- PAGE -

Hello,
I am just looking into Hadoop for a possible application and was hoping
to get some feedback about whether it is a good fit and how to structure
it. Basically my application works like this:
1. Documents arrive, maybe as part of a web crawl or something like that.
2. Documents are indexed for searching.
3. Documents have special fields extracted and stored, for instance all
country names might be extracted as a COUNTRY field, dates as a DATE
field, IP addresses as an IP field, etc.
4. Users run queries against the index to find matching documents.
5. Users run jobs that process some combination of the extracted field
values and query terms for a (possibly large) number of documents to
find patterns, relationships, etc.
An example of #5 might be:
Find all business-country relationships that exist in this set of
document IDs where the previously extracted country name is within 20
terms of a term matching a query of business names (not previously
extracted or tagged): (McDonalds OR "Burger King" OR "Taco Bell" OR
"Wal Mart" ...)

- TASKS -
(a) Please list the field names that the Hadoop post gives for extracted values.
(b) For each statement, say whether it agrees with the Hadoop post and quote the words that decide it: (i) Documents might arrive as part of a web crawl. (ii) The business names in the example job were extracted beforehand. (iii) The example job looks for country names within 20 terms of a business-name match.

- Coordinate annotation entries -
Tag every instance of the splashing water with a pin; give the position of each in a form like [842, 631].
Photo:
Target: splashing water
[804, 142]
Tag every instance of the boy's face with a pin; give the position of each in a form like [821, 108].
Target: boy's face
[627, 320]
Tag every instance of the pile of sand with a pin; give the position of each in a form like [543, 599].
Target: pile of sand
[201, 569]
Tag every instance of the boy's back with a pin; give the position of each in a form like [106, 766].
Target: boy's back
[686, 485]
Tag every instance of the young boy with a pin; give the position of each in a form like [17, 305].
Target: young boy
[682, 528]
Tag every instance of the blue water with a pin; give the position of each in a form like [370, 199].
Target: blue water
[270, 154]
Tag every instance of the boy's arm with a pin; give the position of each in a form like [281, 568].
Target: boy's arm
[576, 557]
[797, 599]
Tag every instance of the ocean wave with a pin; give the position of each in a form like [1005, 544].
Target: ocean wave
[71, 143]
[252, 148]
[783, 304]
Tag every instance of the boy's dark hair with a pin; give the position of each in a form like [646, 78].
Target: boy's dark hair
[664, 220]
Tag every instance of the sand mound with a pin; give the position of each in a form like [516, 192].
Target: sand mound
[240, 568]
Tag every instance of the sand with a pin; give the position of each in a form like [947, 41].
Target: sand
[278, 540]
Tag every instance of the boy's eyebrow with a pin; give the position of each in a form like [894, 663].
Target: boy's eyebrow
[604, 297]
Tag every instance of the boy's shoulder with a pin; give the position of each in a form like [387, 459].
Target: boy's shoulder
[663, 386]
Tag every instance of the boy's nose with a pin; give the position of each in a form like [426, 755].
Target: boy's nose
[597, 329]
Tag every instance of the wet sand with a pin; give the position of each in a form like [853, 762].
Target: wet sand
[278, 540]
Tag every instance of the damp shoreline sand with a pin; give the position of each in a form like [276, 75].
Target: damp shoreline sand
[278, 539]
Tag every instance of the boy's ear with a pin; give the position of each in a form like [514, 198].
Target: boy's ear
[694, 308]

- ANSWER LIST -
(a) COUNTRY, DATE, IP

(b)
(i) Yes: "maybe as part of a web crawl or something like that."
(ii) No: "(not previously extracted or tagged)"
(iii) Yes: "the previously extracted country name is within 20 terms of a term matching a query of business names"